◆ Listado de datos ◆
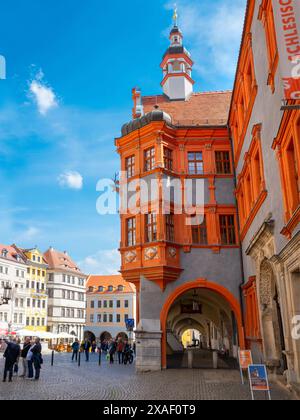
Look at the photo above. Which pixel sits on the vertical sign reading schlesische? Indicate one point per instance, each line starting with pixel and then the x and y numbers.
pixel 287 24
pixel 2 68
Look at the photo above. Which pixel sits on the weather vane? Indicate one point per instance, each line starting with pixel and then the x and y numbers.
pixel 175 16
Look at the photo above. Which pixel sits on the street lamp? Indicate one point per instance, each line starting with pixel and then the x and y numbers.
pixel 7 295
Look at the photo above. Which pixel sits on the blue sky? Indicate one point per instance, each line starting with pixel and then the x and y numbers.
pixel 71 66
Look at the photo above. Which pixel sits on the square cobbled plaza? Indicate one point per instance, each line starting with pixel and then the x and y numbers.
pixel 67 381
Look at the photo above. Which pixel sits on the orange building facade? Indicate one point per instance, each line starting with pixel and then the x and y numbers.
pixel 239 263
pixel 266 139
pixel 174 247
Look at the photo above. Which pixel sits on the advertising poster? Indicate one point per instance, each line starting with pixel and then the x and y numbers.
pixel 258 378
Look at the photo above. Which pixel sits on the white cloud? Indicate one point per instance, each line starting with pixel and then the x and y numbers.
pixel 71 179
pixel 43 95
pixel 30 234
pixel 104 262
pixel 213 36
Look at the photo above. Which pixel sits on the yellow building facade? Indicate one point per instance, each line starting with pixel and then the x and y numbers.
pixel 36 285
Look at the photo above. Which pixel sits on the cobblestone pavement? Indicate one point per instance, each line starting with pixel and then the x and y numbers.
pixel 67 381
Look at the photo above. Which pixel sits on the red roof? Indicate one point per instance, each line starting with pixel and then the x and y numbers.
pixel 60 261
pixel 12 253
pixel 207 108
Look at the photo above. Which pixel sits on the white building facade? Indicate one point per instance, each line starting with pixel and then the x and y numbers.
pixel 13 273
pixel 66 287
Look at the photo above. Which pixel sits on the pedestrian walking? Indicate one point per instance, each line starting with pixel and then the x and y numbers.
pixel 86 348
pixel 75 349
pixel 35 360
pixel 120 350
pixel 11 355
pixel 111 351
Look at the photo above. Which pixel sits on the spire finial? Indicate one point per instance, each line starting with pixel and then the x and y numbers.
pixel 175 15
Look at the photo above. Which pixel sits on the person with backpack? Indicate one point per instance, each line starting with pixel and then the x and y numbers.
pixel 11 355
pixel 120 350
pixel 111 351
pixel 24 352
pixel 35 359
pixel 75 348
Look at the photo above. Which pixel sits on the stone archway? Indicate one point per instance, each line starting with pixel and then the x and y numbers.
pixel 90 336
pixel 123 336
pixel 105 336
pixel 205 285
pixel 271 319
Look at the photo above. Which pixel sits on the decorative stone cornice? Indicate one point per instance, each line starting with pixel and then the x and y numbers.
pixel 264 234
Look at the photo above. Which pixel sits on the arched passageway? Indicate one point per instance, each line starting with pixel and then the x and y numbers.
pixel 123 336
pixel 90 336
pixel 105 336
pixel 209 309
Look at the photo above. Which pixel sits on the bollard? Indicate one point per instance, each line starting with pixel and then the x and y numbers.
pixel 215 359
pixel 190 359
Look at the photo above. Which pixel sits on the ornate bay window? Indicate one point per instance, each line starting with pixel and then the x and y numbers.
pixel 251 189
pixel 266 15
pixel 151 227
pixel 244 97
pixel 131 232
pixel 149 159
pixel 130 166
pixel 195 163
pixel 287 144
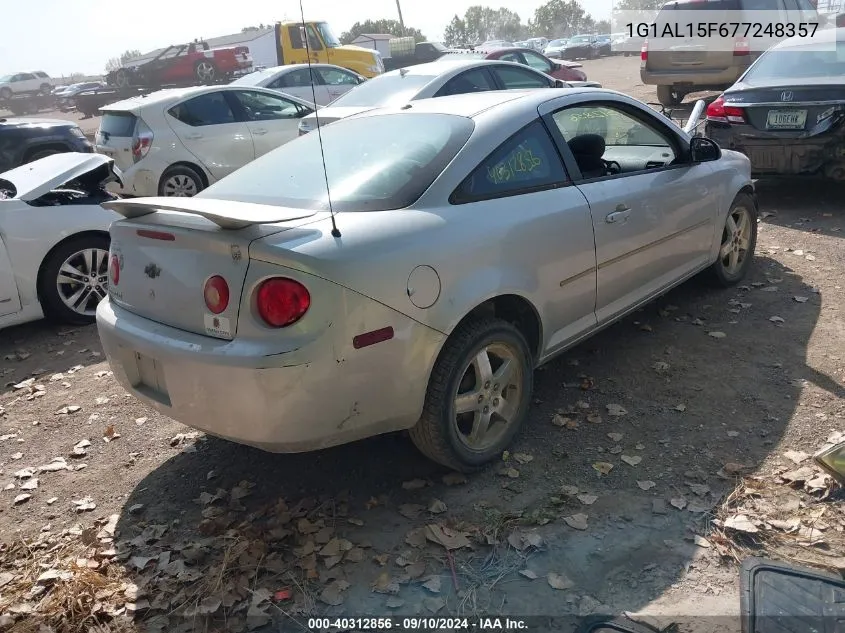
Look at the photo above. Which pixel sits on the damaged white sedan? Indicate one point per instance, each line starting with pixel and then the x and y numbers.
pixel 467 240
pixel 54 238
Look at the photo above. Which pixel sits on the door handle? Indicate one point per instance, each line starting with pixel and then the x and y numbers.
pixel 620 215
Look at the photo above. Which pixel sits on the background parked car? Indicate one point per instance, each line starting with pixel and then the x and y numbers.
pixel 555 48
pixel 440 341
pixel 176 142
pixel 25 83
pixel 330 81
pixel 437 79
pixel 579 47
pixel 787 111
pixel 54 240
pixel 559 69
pixel 693 66
pixel 183 64
pixel 65 99
pixel 23 140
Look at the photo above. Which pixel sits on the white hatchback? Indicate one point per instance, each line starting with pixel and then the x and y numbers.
pixel 177 142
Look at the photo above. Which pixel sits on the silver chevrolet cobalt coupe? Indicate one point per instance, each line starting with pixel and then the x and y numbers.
pixel 473 238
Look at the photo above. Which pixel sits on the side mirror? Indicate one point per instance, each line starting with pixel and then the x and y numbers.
pixel 703 150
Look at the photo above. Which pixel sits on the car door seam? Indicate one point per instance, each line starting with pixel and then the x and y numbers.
pixel 645 247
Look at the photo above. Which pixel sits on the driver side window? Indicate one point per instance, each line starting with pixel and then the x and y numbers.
pixel 606 140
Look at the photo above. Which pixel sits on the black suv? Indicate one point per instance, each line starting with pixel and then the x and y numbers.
pixel 24 140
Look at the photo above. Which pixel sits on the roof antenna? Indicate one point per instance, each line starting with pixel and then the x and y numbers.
pixel 304 31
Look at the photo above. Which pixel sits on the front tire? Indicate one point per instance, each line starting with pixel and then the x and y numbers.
pixel 739 241
pixel 74 280
pixel 478 395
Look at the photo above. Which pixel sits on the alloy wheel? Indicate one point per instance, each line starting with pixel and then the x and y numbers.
pixel 83 280
pixel 736 239
pixel 488 396
pixel 180 186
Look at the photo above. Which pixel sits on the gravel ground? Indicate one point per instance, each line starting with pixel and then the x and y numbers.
pixel 614 499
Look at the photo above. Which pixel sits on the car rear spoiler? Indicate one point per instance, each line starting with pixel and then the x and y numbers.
pixel 226 214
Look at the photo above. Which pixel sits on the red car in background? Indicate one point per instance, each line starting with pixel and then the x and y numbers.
pixel 559 69
pixel 186 64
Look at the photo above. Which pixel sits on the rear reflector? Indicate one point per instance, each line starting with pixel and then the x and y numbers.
pixel 216 294
pixel 156 235
pixel 371 338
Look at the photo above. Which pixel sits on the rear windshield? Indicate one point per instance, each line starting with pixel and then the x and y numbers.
pixel 376 163
pixel 798 62
pixel 383 91
pixel 118 124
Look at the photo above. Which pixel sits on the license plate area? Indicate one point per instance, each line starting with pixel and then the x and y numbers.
pixel 149 378
pixel 786 119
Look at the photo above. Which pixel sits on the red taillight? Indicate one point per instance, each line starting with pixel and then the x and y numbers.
pixel 114 268
pixel 718 111
pixel 216 293
pixel 282 302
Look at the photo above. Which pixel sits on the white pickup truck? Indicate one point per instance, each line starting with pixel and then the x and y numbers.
pixel 36 82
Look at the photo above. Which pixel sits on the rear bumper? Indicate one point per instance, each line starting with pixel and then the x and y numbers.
pixel 773 156
pixel 312 397
pixel 689 79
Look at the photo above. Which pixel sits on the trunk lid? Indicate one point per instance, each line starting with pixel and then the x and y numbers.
pixel 790 110
pixel 168 248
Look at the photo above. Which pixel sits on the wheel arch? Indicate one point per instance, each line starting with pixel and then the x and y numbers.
pixel 185 163
pixel 514 309
pixel 40 277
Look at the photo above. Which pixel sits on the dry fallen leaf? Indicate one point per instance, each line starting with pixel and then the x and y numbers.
pixel 678 502
pixel 559 581
pixel 576 521
pixel 631 460
pixel 741 523
pixel 796 456
pixel 415 484
pixel 616 410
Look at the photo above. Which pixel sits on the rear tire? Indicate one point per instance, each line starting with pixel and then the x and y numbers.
pixel 180 182
pixel 445 436
pixel 668 96
pixel 68 262
pixel 739 240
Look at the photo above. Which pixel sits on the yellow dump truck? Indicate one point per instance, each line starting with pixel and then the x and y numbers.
pixel 323 47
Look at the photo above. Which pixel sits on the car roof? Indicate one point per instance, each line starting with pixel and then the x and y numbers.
pixel 825 36
pixel 470 105
pixel 171 95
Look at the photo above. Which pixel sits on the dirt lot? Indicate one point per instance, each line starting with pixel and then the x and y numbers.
pixel 624 493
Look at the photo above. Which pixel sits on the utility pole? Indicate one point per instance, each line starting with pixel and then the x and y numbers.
pixel 401 21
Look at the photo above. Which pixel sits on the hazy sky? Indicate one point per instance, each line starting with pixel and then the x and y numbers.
pixel 66 36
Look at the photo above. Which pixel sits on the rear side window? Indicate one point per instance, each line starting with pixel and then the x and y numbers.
pixel 207 109
pixel 525 163
pixel 477 80
pixel 118 124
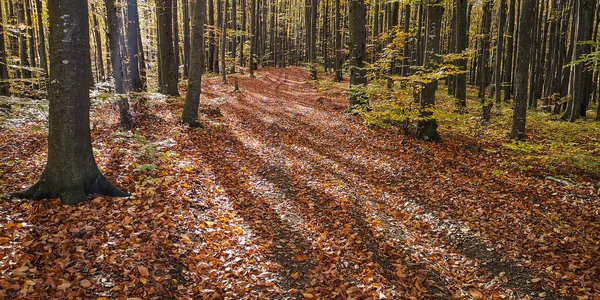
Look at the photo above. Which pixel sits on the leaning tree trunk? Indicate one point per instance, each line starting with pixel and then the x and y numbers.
pixel 524 44
pixel 192 99
pixel 71 173
pixel 427 127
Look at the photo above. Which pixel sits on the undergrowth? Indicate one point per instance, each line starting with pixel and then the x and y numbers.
pixel 553 147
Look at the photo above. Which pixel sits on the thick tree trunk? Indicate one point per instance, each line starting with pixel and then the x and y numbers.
pixel 356 43
pixel 167 55
pixel 499 49
pixel 132 46
pixel 524 43
pixel 338 43
pixel 186 38
pixel 41 37
pixel 192 99
pixel 114 33
pixel 253 31
pixel 24 63
pixel 176 51
pixel 484 50
pixel 224 43
pixel 580 81
pixel 98 44
pixel 462 41
pixel 427 127
pixel 243 36
pixel 71 173
pixel 234 37
pixel 4 86
pixel 30 34
pixel 508 63
pixel 211 36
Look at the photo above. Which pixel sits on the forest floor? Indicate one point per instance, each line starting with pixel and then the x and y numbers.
pixel 282 195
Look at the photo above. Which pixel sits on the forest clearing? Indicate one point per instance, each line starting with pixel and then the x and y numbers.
pixel 285 149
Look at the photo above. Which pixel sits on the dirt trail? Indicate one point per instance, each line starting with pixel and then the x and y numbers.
pixel 284 196
pixel 321 171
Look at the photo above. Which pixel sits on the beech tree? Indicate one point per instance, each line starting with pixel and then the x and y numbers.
pixel 427 127
pixel 192 99
pixel 528 8
pixel 71 173
pixel 168 74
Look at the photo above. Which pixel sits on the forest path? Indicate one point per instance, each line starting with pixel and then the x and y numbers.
pixel 337 194
pixel 284 196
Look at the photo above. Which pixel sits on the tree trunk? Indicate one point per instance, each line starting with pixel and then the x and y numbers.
pixel 253 29
pixel 211 36
pixel 427 127
pixel 192 99
pixel 508 63
pixel 176 51
pixel 499 46
pixel 235 34
pixel 24 63
pixel 133 52
pixel 338 43
pixel 356 43
pixel 41 37
pixel 71 173
pixel 484 49
pixel 224 43
pixel 4 86
pixel 462 42
pixel 30 34
pixel 580 81
pixel 186 38
pixel 243 35
pixel 524 43
pixel 167 55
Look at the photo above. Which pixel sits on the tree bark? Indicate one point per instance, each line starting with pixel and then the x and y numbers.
pixel 580 79
pixel 427 126
pixel 167 55
pixel 133 50
pixel 192 99
pixel 462 41
pixel 338 43
pixel 508 63
pixel 71 173
pixel 24 63
pixel 4 86
pixel 356 43
pixel 499 49
pixel 41 37
pixel 524 43
pixel 224 44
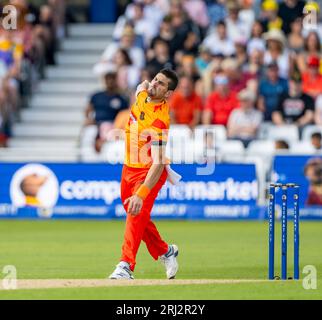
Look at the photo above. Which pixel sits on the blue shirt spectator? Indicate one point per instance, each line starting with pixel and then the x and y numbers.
pixel 104 106
pixel 270 90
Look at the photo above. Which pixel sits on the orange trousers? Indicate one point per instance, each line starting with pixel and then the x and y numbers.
pixel 140 227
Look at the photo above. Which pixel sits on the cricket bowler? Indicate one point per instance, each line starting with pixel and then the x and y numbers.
pixel 144 172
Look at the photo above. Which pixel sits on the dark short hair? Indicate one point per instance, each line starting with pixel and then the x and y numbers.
pixel 170 74
pixel 316 135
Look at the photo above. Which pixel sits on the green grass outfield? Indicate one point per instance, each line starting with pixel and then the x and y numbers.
pixel 208 250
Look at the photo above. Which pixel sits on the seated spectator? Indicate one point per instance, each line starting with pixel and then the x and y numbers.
pixel 295 39
pixel 288 11
pixel 318 111
pixel 161 58
pixel 185 104
pixel 269 16
pixel 295 107
pixel 256 42
pixel 237 79
pixel 217 11
pixel 167 34
pixel 236 27
pixel 128 75
pixel 203 59
pixel 104 106
pixel 220 103
pixel 270 90
pixel 312 79
pixel 244 121
pixel 312 47
pixel 218 41
pixel 276 51
pixel 281 145
pixel 316 140
pixel 126 42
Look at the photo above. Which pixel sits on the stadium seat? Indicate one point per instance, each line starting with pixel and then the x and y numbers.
pixel 88 135
pixel 302 147
pixel 113 152
pixel 180 151
pixel 288 133
pixel 231 147
pixel 218 131
pixel 261 147
pixel 308 130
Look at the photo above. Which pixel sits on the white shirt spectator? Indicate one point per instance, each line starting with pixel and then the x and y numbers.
pixel 219 46
pixel 237 29
pixel 245 118
pixel 282 61
pixel 318 110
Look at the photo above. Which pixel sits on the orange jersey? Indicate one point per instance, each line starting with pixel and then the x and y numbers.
pixel 148 124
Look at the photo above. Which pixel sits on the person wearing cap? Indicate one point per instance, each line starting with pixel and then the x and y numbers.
pixel 220 102
pixel 105 105
pixel 295 107
pixel 271 87
pixel 244 121
pixel 276 51
pixel 185 104
pixel 236 28
pixel 312 79
pixel 288 11
pixel 269 17
pixel 218 42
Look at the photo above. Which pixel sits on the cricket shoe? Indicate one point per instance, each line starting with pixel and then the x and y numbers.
pixel 170 261
pixel 122 271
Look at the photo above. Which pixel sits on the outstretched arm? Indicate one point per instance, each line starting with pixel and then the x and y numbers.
pixel 135 202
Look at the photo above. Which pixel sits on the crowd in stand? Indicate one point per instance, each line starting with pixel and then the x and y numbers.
pixel 26 47
pixel 240 62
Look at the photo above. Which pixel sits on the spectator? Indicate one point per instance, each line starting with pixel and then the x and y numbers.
pixel 185 104
pixel 128 74
pixel 295 107
pixel 217 12
pixel 288 11
pixel 312 47
pixel 316 140
pixel 236 28
pixel 161 57
pixel 318 111
pixel 295 38
pixel 244 121
pixel 237 79
pixel 218 42
pixel 166 34
pixel 105 105
pixel 220 103
pixel 203 60
pixel 281 145
pixel 269 16
pixel 256 41
pixel 276 51
pixel 271 88
pixel 127 43
pixel 312 79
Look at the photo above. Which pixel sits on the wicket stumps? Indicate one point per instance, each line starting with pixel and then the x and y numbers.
pixel 271 235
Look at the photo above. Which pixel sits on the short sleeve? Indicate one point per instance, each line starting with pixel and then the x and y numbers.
pixel 160 131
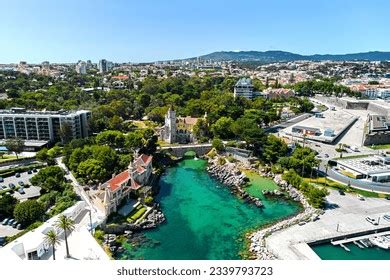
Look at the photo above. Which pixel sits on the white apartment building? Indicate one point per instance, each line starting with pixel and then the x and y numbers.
pixel 42 125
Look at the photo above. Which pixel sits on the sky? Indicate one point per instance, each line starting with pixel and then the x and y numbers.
pixel 151 30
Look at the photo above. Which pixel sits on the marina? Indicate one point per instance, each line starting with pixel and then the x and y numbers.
pixel 342 223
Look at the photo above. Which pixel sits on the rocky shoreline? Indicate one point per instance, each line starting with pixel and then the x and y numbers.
pixel 131 232
pixel 258 246
pixel 229 175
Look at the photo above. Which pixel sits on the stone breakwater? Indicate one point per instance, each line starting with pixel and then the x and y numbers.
pixel 229 175
pixel 258 246
pixel 154 218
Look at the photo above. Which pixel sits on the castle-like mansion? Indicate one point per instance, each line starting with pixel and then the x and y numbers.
pixel 111 194
pixel 178 129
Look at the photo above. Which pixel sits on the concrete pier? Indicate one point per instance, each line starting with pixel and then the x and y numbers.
pixel 345 216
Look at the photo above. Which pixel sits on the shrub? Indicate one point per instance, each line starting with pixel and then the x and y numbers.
pixel 218 145
pixel 28 212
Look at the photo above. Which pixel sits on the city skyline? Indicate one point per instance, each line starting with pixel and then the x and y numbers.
pixel 150 31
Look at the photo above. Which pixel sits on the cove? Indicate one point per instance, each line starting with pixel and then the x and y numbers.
pixel 204 220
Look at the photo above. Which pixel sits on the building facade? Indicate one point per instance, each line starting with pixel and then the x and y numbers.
pixel 244 88
pixel 81 67
pixel 103 66
pixel 178 129
pixel 42 125
pixel 378 130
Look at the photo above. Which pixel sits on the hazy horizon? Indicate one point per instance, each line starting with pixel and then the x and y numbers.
pixel 147 31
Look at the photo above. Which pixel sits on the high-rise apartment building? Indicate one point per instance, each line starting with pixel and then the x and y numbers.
pixel 43 125
pixel 103 66
pixel 244 88
pixel 81 67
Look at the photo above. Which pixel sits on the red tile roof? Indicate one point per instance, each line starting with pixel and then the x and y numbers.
pixel 140 169
pixel 114 183
pixel 135 185
pixel 146 159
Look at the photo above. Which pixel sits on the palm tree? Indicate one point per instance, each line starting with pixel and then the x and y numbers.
pixel 53 239
pixel 66 224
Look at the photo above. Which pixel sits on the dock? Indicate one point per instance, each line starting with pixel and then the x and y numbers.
pixel 358 238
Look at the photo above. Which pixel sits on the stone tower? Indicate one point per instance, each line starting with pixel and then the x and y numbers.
pixel 170 126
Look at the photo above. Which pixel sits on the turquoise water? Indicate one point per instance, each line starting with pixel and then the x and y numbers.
pixel 204 220
pixel 329 252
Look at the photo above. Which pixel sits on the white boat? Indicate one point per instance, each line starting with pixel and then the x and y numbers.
pixel 380 242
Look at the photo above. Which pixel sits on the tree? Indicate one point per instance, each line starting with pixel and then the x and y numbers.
pixel 134 140
pixel 201 129
pixel 222 128
pixel 66 132
pixel 112 138
pixel 67 225
pixel 49 178
pixel 42 155
pixel 92 170
pixel 7 205
pixel 274 149
pixel 52 239
pixel 28 212
pixel 15 145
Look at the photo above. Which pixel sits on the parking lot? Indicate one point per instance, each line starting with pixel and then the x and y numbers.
pixel 30 192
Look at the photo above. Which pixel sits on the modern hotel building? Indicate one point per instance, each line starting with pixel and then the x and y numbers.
pixel 42 125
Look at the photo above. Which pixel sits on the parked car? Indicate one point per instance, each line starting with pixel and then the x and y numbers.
pixel 386 217
pixel 372 221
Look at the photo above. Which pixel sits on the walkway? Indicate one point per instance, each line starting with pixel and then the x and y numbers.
pixel 345 214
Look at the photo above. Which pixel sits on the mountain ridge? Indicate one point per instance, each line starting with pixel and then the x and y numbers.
pixel 283 56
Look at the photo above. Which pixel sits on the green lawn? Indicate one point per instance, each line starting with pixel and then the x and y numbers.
pixel 322 181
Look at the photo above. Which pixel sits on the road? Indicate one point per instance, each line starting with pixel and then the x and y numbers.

◆ Tu objetivo ◆
Presenta en una tabla Markdown con las columnas Número y Línea las líneas que empiezan en la que contiene "the red tile" y terminan en la que contiene "pixel 66 224", ambas incluidas. Numera cada línea y omite las que estén en blanco.

◆ La respuesta ◆
| Número | Línea |
|---|---|
| 1 | Look at the photo above. Which pixel sits on the red tile roof? Indicate one point per instance, each line starting with pixel and then the x and y numbers. |
| 2 | pixel 140 169 |
| 3 | pixel 114 183 |
| 4 | pixel 135 185 |
| 5 | pixel 146 159 |
| 6 | Look at the photo above. Which pixel sits on the palm tree? Indicate one point per instance, each line starting with pixel and then the x and y numbers. |
| 7 | pixel 53 239 |
| 8 | pixel 66 224 |